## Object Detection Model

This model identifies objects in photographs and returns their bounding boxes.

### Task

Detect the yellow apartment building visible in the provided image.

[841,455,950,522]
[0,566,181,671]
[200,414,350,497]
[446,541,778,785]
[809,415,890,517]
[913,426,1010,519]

------------------------------------------------------------------------

Work to do: Reproduce the data above with "apartment building" changed to "office building", leaving everything else untouched.

Expected answer:
## Object Detection Model

This model identifies objects in photographs and returns their bounding boxes.

### Task

Detect the yellow office building visible in the provided image.

[841,455,950,522]
[0,566,181,671]
[200,414,350,497]
[446,541,778,785]
[809,415,890,517]
[913,426,1010,519]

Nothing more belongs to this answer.